*What this task involves*. Pick up the passage on law-firm business continuity planning after its last sentence and write what comes next.

Allen & Overy similarly attempts to limit complexity when communicating its plans. Restall gives people a summary plan – a list of the key points to help them “hit the ground running”. The firm also has a contract with Vocal – the organisation the police uses to send SMS message alerts in London – while an emergency phone line plays a recorded message if a major incident occurs. As the cascade call-out can take a long time, staff can call this number to get the very latest information on the unfolding disaster, with half-hourly or hourly updates from the firm’s crisis-management team.
Senior involvement
In addition to providing information, the phone line should reassure people with an implied message that the disaster is being dealt with effectively and from the top. For Roberts, this is imperative for a strong business continuity plan. “The person who really ought to be driving it is the managing partner. The partnership weight means it is seen as being taken seriously,” he says.

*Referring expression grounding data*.
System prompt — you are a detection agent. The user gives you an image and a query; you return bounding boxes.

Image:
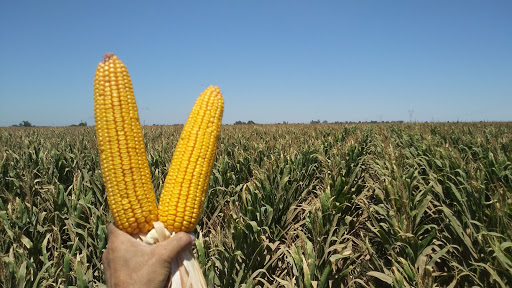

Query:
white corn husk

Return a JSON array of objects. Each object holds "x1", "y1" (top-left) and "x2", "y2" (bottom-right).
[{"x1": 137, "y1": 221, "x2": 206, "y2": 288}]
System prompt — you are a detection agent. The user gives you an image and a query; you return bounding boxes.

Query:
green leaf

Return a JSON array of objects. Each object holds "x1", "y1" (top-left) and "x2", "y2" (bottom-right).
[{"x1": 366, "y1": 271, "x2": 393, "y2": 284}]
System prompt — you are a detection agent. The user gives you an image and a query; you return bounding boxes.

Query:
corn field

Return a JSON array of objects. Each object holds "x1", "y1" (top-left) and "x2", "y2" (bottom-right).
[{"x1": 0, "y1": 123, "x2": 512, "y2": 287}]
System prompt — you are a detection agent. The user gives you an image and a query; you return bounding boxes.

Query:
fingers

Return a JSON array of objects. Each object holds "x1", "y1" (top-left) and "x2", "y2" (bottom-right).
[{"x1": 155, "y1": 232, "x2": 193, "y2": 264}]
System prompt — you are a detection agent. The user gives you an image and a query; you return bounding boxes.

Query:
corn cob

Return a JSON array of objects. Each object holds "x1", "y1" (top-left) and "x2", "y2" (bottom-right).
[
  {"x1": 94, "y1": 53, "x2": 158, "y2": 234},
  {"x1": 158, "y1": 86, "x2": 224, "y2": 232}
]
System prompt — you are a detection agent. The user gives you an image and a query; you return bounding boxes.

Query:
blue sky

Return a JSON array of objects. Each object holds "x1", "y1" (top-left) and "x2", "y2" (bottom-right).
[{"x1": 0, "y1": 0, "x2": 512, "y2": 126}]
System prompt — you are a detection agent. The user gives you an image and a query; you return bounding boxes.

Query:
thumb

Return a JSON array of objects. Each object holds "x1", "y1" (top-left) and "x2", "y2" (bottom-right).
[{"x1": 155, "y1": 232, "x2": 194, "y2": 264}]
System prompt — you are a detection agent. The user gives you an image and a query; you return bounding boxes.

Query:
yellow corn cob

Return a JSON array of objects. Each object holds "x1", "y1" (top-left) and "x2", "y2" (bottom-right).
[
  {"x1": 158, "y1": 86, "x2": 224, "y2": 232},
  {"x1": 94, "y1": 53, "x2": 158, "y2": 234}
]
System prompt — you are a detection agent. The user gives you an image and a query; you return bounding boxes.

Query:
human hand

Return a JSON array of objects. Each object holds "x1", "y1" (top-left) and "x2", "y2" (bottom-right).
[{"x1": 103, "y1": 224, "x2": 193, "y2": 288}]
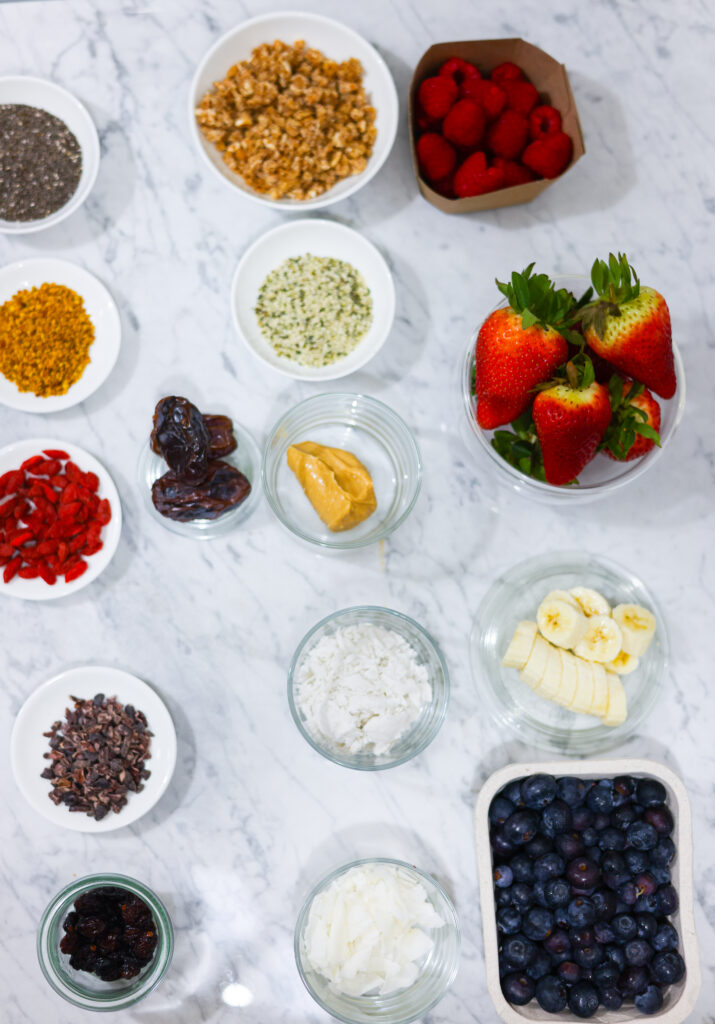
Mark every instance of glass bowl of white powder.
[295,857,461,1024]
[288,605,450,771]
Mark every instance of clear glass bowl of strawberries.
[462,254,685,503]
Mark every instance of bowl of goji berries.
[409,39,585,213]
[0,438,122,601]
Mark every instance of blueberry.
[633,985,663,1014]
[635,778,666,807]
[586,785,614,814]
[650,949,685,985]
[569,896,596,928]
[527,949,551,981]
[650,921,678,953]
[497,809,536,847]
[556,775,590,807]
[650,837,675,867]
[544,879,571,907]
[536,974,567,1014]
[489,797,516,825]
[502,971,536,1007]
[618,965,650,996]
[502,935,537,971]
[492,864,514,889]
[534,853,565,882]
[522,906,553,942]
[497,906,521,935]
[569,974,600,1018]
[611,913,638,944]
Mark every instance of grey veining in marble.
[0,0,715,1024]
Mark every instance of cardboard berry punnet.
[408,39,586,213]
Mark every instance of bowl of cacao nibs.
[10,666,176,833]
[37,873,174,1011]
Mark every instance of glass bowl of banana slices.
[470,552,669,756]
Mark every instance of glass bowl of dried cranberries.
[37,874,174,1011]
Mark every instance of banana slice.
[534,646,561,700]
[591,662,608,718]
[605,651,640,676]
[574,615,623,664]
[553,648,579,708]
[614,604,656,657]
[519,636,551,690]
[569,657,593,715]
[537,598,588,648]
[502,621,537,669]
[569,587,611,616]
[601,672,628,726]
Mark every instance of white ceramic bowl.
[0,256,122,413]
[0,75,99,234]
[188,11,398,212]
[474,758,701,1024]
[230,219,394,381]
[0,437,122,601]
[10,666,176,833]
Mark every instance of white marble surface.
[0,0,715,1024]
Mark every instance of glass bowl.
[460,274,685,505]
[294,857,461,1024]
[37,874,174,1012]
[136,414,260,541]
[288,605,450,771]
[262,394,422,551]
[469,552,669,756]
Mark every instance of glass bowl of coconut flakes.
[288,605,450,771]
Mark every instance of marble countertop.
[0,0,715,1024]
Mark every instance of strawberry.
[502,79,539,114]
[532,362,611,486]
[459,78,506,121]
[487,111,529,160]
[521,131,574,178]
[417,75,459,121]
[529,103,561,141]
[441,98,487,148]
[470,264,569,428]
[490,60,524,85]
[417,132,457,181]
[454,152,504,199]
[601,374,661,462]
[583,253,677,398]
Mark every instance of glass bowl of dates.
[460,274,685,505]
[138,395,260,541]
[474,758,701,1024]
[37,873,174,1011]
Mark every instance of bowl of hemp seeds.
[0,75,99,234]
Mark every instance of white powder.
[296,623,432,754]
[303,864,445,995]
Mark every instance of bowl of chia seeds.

*Response box*.
At Taylor Vinters the managing partner works with Sumner, the finance director and facilities manager as a collective, and at DLA Piper it is also an issue for the board, with the senior partner holding board-level responsibility. “We steer it through a steering group of lawyers and non-lawyers, but it’s always being reported on so it’s always in front of the board,” says Graham. “It’s something a lot of risk managers search for and I realise I’m very fortunate to have that direction from the top.” Restall reports to Allen & Overy’s head of safety and security, and together they manage the business continuity function. To address operational and maintenance issues they have an established series of contacts covering the London departments and international offices. These contacts assist with the development and maintenance of the plans on a local basis.
Such senior-level involvement certainly suggests law firms recognise the seriousness of the risks they face. The media may thrive on a disaster, but the traumatic events of 7 July 2005 – when 52 people lost their lives in the London bombings – mean, if businesses were at all complacent before, it is impossible for them to remain so. The recent spate of letter bombings in and around London also drives home just how vulnerable people can be to attack, even when doing something as mundane as opening the post. Security policies and processes are needed to protect against likely and unlikely risk. The problem is that the larger-scale the risk, the harder it is to replicate and predict repercussions. A thoroughly thought out business continuity plan and testing programme can go a significant way towards preparing for the worst.